■ The input
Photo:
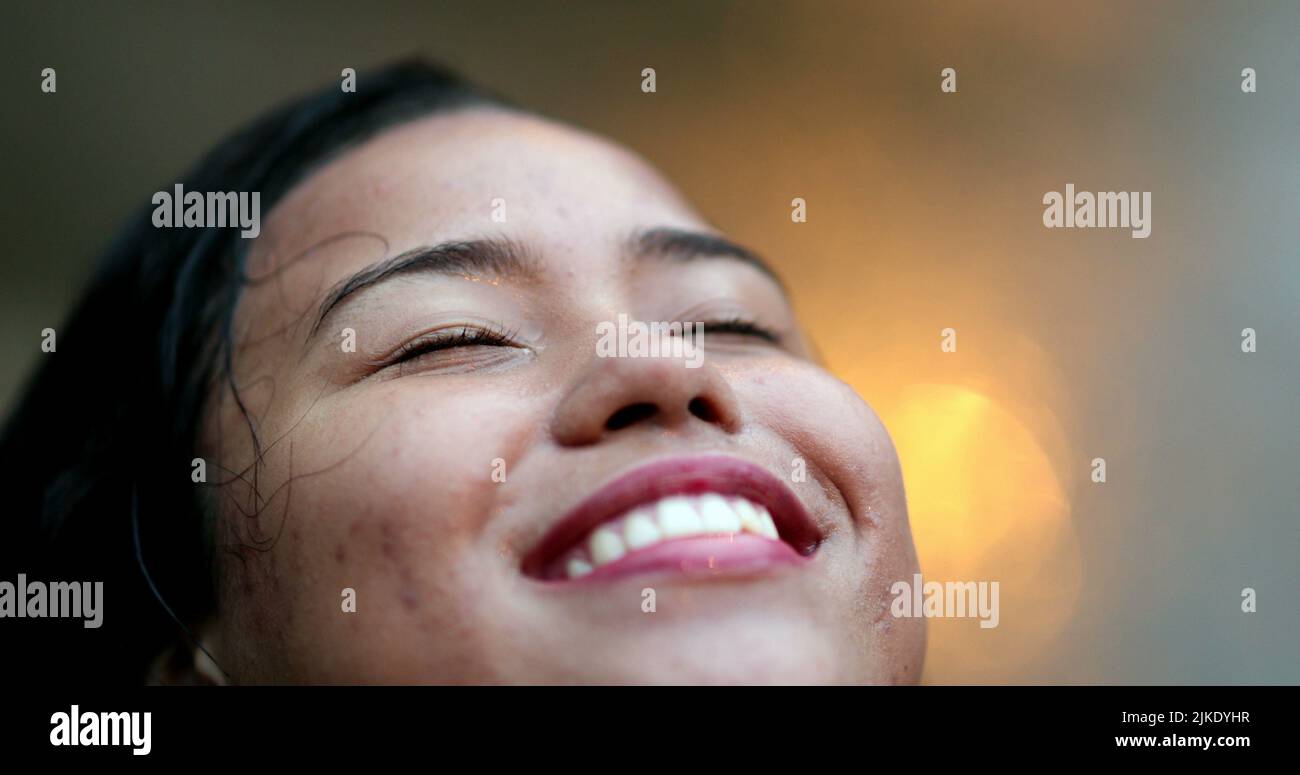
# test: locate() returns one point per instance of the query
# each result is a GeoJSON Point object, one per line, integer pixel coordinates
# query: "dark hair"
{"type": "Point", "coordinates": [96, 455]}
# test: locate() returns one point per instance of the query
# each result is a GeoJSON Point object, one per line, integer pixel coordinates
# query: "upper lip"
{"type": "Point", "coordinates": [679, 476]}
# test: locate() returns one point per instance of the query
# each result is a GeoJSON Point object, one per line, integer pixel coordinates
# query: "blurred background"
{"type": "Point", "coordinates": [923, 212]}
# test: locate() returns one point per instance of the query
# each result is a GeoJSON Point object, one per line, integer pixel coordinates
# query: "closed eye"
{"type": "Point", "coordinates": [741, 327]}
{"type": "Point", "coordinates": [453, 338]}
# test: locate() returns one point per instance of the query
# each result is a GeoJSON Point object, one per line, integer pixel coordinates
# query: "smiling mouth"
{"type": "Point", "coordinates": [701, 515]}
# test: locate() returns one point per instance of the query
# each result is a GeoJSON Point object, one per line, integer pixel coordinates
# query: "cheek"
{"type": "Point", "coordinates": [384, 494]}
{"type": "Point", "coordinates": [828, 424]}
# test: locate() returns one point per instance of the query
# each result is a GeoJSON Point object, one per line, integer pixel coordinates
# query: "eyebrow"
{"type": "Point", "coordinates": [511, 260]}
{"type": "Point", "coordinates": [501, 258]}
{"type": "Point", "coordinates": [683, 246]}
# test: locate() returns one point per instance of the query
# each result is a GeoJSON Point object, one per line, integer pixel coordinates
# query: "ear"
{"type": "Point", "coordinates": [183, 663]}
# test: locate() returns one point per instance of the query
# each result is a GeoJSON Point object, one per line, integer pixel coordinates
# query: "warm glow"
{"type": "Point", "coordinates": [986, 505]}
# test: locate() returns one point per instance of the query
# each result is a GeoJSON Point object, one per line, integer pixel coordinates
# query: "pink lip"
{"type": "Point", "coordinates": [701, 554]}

■ The task
The data above is to be printed exactly, all of it, except for the pictures.

■ Response
Photo:
# test: locate() returns one point per instance of the query
# each result is a GeoJSON Point object, one per line, integer pixel coordinates
# query: "dark hair"
{"type": "Point", "coordinates": [96, 455]}
# test: locate() returns one point per instance of the query
# each result is a GeoJSON Point object, one per line, integer pixel coordinates
# query: "upper lip"
{"type": "Point", "coordinates": [679, 476]}
# test: locate() returns one point per instance of the query
# each result is a GeoJSON Point object, one per line, integer pixel coordinates
# query: "blurred background"
{"type": "Point", "coordinates": [923, 212]}
# test: locate() returns one point per instance of the query
# each result is a GeoJSON Point object, one per line, integer pixel coordinates
# query: "closed eye"
{"type": "Point", "coordinates": [741, 327]}
{"type": "Point", "coordinates": [453, 338]}
# test: locate() returns one point per instance of the query
# each result is a GeoJSON Point object, one per line, integer pixel coordinates
# query: "smiling mouth"
{"type": "Point", "coordinates": [701, 515]}
# test: locate() returns one point per instance of the query
# each result is a GeoJSON Point object, one per line, integer pixel coordinates
# query: "cheek"
{"type": "Point", "coordinates": [384, 494]}
{"type": "Point", "coordinates": [828, 424]}
# test: locate() returns one point per instance of the query
# each result is a GeoJSON Point object, one per line, integer pixel coordinates
# query: "eyebrow"
{"type": "Point", "coordinates": [511, 260]}
{"type": "Point", "coordinates": [501, 258]}
{"type": "Point", "coordinates": [683, 246]}
# test: locate() returns one point per instance of the query
# each result is a GeoJSON Point object, one per line, integer pixel coordinates
# query: "ear"
{"type": "Point", "coordinates": [183, 663]}
# test: locate() returns one point per instance of the query
# each result is a GeoJSON Point object, one per line, integer pixel coordinates
# query: "warm glow"
{"type": "Point", "coordinates": [986, 505]}
# test: locate() returns one point per instance of the query
# each result is a GeoJSON Point object, one per line, integer pixel coordinates
# query: "pink lip"
{"type": "Point", "coordinates": [701, 554]}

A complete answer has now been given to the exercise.